- **DOCUMENT TEXT**:

========================================

Introduction
Metadata best practices encompassing metadata guidelines and application profiles function as an essential mechanism for metadata planning, application, and management. Thus, examination of the documentation processes of metadata best practices is essential. There has been a rapidly growing body of digital repositories and collections; accordingly, a wide range of digital projects and initiatives have adopted various metadata standards. Because of differences in the formats and knowledge domains of the resources, it is inevitable that these digital projects and initiatives may have different needs regarding metadata. Therefore, when a metadata standard is adopted in various institutions and organizations, it may be modified to reflect the community needs and characteristics of given resources.
For instance, in the case of the Dublin Core (DC) metadata standard, flexibility is one of the salient characteristics that accounts for Dublin Core’s popularity. Although the Dublin Core Metadata Initiative offers a set of standard elements and elementary guides for using DC elements, various versions of metadata best practices and application profiles have been created to serve the special needs of individual digital projects and initiatives. Even based on the same metadata standard, different metadata best practices and guidelines may select different sets of metadata elements. They may also have different requirements regarding other aspects such as controlled or uncontrolled vocabulary and cardinality/metadata element status (e.g., mandatory, optional, repeatable).
In an ongoing exploratory study, we analyze the variations and commonalities among twenty local metadata best practices and guidelines, based on the DC metadata standard, in terms of metadata element status, metadata semantics in relation to label names and definitions/descriptions of metadata elements, content encoding rules, usage of controlled and uncontrolled vocabularies, and locally added homegrown metadata elements (Park, Tosaka, & Lu). Results of the study evince great divergence in the application of the DC metadata standard. Each set of guidelines utilizes different labels, different interpretations of metadata elements, and locally defined homegrown additions and variants to the DC metadata standard. Regarding locally defined homegrown metadata elements, these have the potential to facilitate the information needs of users in local environments. This same flexibility, however, may also engender hindrances in achieving interoperability and resource discovery across digital repositories (Park et al.; see also study by Han, Cho, Cole, & Jackson, in this issue).
Owing to the flexibility and complex structure of natural language, which allows for the representation of a concept in various ways, there is a critical need for common understanding and definitions of terms in a given metadata standard (Park, 2006). As briefly discussed, when we compare two or more of the locally created metadata best practices, we face issues in relation to interoperability. However, despite problems in achieving interoperability, metadata best practices seem to be fundamental for metadata planning and quality metadata generation.

========================================

- **RECORD LIST**:
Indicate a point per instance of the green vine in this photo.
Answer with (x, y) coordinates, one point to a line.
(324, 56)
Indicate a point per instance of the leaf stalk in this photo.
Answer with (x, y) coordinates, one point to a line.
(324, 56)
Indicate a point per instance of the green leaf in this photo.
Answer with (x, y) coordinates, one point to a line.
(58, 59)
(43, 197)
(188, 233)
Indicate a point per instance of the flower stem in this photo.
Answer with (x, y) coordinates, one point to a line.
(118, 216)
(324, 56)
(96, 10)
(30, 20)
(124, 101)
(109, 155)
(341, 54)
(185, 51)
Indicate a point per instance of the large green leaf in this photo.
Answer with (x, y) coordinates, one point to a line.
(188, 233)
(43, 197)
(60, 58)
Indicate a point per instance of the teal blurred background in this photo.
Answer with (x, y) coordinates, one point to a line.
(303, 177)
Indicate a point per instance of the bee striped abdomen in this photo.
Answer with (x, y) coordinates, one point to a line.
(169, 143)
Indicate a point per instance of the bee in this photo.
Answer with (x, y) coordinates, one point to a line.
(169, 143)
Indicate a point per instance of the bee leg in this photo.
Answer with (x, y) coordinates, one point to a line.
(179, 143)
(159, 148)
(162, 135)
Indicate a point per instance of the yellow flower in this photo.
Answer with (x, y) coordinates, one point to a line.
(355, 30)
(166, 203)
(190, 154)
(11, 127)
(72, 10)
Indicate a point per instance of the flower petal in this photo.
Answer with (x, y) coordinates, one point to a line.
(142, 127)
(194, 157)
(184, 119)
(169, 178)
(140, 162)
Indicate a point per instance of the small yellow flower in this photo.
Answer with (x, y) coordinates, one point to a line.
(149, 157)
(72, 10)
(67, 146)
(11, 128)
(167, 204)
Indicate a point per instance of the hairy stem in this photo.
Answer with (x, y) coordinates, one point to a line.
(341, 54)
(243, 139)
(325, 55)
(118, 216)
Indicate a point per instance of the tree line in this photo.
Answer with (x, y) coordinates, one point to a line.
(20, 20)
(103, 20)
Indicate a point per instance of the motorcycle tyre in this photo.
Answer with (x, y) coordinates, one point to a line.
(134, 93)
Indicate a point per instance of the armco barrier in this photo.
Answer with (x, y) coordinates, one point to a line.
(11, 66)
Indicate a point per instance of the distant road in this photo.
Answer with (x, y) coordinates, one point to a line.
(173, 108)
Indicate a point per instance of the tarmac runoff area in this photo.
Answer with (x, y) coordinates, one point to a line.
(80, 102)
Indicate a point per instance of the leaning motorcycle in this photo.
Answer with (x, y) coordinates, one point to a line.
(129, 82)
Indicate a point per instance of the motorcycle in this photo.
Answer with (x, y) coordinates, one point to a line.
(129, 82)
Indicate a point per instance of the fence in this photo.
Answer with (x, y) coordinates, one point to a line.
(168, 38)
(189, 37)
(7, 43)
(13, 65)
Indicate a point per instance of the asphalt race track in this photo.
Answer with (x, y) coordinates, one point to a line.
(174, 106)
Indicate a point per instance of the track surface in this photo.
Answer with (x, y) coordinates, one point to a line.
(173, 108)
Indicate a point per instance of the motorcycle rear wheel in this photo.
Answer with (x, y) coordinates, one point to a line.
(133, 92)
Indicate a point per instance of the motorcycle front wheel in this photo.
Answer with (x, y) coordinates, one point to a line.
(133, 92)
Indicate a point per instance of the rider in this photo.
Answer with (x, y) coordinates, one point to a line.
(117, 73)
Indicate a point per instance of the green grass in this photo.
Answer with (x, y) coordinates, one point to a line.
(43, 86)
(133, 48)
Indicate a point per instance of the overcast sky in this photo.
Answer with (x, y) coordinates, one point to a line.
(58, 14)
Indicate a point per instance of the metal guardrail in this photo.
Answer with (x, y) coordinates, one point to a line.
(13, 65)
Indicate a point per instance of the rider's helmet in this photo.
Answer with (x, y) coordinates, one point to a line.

========================================

- **WORK INSTRUCTIONS**:
(a) Reproduce a passage from the introduction on metadata best practices word for word. Begin at the words "For instance, in" and stop after "mandatory, optional, repeatable).".
(b) In the introduction on metadata best practices, how many local metadata best practices and guidelines does the ongoing exploratory study analyze?

- **RESPONSES FOR EACH TASK**:
(a)
For instance, in the case of the Dublin Core (DC) metadata standard, flexibility is one of the salient characteristics that accounts for Dublin Core’s popularity. Although the Dublin Core Metadata Initiative offers a set of standard elements and elementary guides for using DC elements, various versions of metadata best practices and application profiles have been created to serve the special needs of individual digital projects and initiatives. Even based on the same metadata standard, different metadata best practices and guidelines may select different sets of metadata elements. They may also have different requirements regarding other aspects such as controlled or uncontrolled vocabulary and cardinality/metadata element status (e.g., mandatory, optional, repeatable).

(b) Twenty